# Start of Information supplied
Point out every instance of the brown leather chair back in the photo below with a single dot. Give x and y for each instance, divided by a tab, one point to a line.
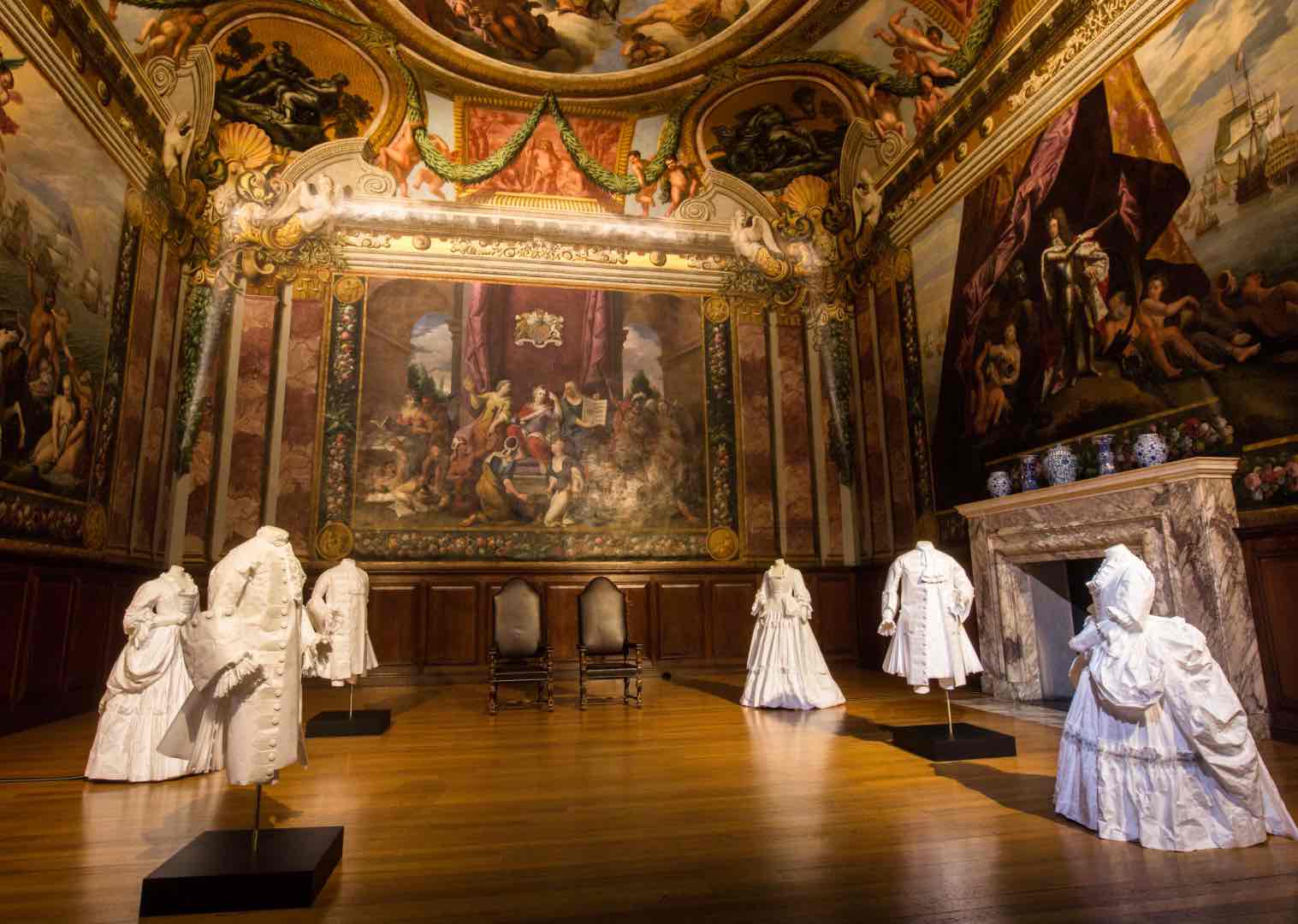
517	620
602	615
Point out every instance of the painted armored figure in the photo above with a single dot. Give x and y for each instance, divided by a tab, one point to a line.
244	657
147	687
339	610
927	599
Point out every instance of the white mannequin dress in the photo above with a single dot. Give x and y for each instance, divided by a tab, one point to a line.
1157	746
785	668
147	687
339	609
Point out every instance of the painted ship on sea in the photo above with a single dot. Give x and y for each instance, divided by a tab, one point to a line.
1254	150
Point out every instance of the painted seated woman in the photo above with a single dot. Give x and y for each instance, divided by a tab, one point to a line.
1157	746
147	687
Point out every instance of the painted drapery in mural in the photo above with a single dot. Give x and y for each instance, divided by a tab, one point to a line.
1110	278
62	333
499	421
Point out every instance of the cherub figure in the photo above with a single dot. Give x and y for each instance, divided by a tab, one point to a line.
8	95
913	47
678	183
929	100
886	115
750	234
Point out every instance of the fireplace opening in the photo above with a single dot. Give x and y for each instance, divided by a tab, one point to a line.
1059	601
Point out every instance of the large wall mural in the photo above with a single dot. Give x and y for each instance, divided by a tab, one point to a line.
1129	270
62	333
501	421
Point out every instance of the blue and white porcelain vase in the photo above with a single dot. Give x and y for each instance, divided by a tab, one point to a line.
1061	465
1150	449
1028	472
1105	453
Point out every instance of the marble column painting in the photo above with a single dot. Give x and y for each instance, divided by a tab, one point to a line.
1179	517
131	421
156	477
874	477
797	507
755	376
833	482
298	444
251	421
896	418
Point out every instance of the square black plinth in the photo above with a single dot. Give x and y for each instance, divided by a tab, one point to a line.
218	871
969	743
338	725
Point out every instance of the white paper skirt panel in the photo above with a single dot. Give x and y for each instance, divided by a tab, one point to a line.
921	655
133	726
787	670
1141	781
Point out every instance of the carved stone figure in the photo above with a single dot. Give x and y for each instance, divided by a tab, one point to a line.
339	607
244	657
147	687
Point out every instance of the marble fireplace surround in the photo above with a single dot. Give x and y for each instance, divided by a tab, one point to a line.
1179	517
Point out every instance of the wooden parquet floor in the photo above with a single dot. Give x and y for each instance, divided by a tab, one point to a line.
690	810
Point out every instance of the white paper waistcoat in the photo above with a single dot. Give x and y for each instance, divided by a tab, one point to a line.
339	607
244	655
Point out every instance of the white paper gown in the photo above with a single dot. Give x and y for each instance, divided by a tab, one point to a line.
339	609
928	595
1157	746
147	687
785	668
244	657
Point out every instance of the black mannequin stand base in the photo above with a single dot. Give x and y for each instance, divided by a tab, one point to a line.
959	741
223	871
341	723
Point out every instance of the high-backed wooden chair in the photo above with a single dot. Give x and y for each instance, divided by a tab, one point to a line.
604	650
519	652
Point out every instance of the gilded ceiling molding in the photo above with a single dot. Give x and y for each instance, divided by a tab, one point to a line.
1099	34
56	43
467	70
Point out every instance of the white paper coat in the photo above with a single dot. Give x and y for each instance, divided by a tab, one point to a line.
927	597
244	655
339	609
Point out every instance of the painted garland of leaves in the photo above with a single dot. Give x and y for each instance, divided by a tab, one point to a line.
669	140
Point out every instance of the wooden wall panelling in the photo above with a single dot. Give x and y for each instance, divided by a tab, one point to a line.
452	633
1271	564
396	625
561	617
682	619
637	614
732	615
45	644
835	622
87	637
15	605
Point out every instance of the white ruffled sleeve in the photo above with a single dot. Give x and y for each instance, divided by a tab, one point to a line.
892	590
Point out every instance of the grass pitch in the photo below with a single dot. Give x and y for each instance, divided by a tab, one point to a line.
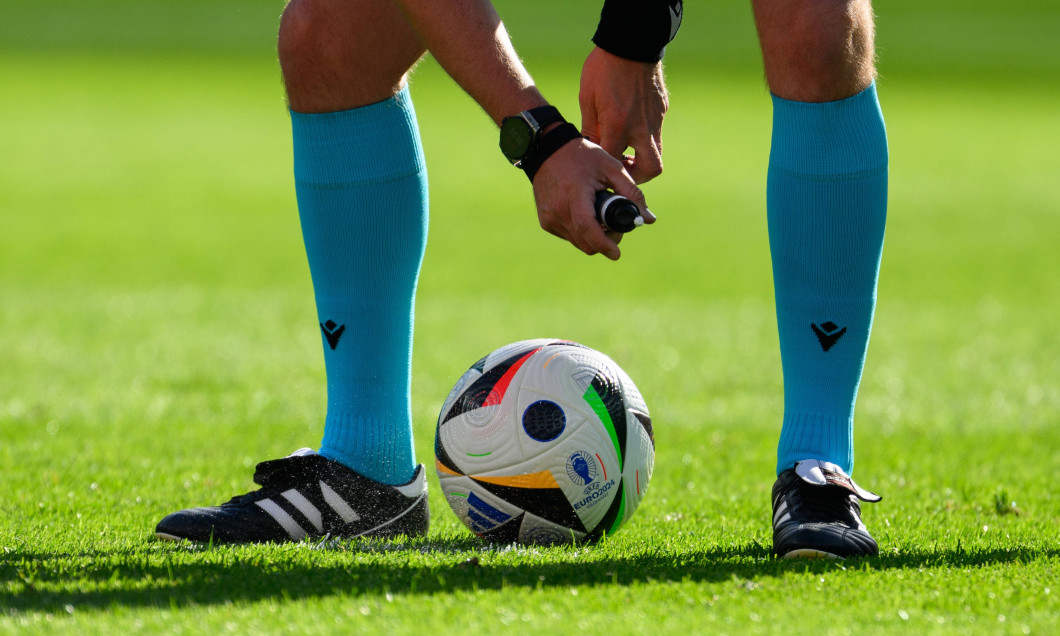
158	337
# End of Information supplied
* **Task statement**
Substitute "single marker" for "single dot" everywhere in the records above and give them again with nothing else changed. Leave the pictures out.

* **Complete response**
Point out every instance of the brown leather chair back in the photo below with a single marker. Give x and y for each instance, divided by a tab, one point to a line.
517	620
602	615
Point out every instance of the painted armored figure in the photo above with a single marker. Give x and y for each instance, divided by a tab, one point to a line.
244	657
147	687
339	610
927	599
Point out every instance of the white mannequin dress in the photo above with a single marker. Give x and y for each instance, divided by a tab, one point to a line.
1157	746
785	668
147	687
339	609
Point out every instance of the painted ship on sea in the photo above with a single marker. Give x and y for each instance, divided by a tab, one point to a line.
1254	150
Point out every instance of the painted seated woman in the photo above with a single marker. Give x and y for each instance, divided by a tab, one point to a line.
1157	746
147	687
Point out every instance of the painted drapery in mural in the photo above with a single marker. Give x and y for each instance, divided by a tab, one point to a line.
1110	278
62	333
499	421
Point out every instance of the cherub figure in the photo above with a single marker. Give x and y for each instance, divided by a tab, one point to a line.
8	95
913	47
678	183
929	100
886	115
750	234
Point out every instance of the fireplace opening in the photo above with a single marker. Give x and y for each instance, divided by a tab, one point to a line.
1059	601
Point out every instance of the large wall mural in the photo above with a single marker. Give x and y for each instance, divided by a tab, one point to a line.
1129	270
62	333
501	421
Point out every instance of the blue and white porcelain vase in the photo above with a single marker. Give x and y for each instance, divided by a tab, one point to a line.
1061	465
1150	449
1028	472
1105	453
Point out every instance of the marble column painting in the photo above with a single marker. Give x and y for each instance, divided by a tab, one point to a line.
1179	517
131	421
156	477
874	477
797	507
755	376
833	482
298	444
251	421
896	418
Point out every instance of the square black plinth in the photo above with a single marker. Give x and y for each instance, divided by a tab, one point to a line.
218	871
969	743
338	725
Point out every instance of the white paper skirt panel in the photo above with a single marker. Give x and y for each instance, divided by a tab, one point to a line.
921	655
133	726
787	670
1141	781
Point out every instance of the carved stone figure in the photo above with a single marker. Give x and y for each instance, divided by a tab, one point to a line.
339	607
244	657
147	687
Point out every instance of the marble fireplace surround in the photo above with a single marker. Give x and y for each instance, divided by a tab, one point to a line.
1179	517
Point out every instance of the wooden parquet floor in the photo above with a single marker. Give x and y for each instance, divided by a tab, one point to a line.
690	810
Point out every instance of the white paper waistcoat in the photo above with a single marker. Give x and y for each instance, divided by a tab, one point to a line.
339	607
244	655
Point out every instance of the white paper gown in the photo above with a single marker. Give x and y for each instance, divided by a tab, one point to a line.
339	609
928	595
1157	746
147	687
785	668
244	657
Point out every instance of the black mannequin stand base in the photo above with a single marker. Give x and y for each instance, divided by a tab, one point to a line.
959	741
223	871
341	723
Point out every instance of the high-backed wooden chair in the photo above with a single marker. Give x and y for each instance, divided by a tab, one point to a line.
604	650
519	652
Point out every instance of the gilded ceiling molding in the photo above with a single marker. Give x and y for each instance, divided by a tab, one point to a line.
1099	34
56	43
467	70
Point out every instance of the white paper coat in the photo above with a single marker. Give x and y for each instance, divided by a tab, one point to a line.
927	597
244	655
339	609
Point out every instance of the painted garland of leaves in the photo above with a single marker. Give x and y for each instance, divided by a tab, one point to a line.
669	140
Point out every instance of the wooden wall panelling in the photo above with a single marker. Give x and y for each instance, divided by a tab, one point to a line.
452	633
1271	564
396	625
561	617
682	619
637	614
732	615
45	644
835	622
87	637
15	605
Point out every instance of the white ruffled sleeve in the photo above with a single marker. Give x and y for each instance, divided by a tab, one point to a line.
892	590
Point out every instance of the grass pitch in the photo below with a single marker. Give x and y for each instance, divided by a tab, one point to a line.
158	337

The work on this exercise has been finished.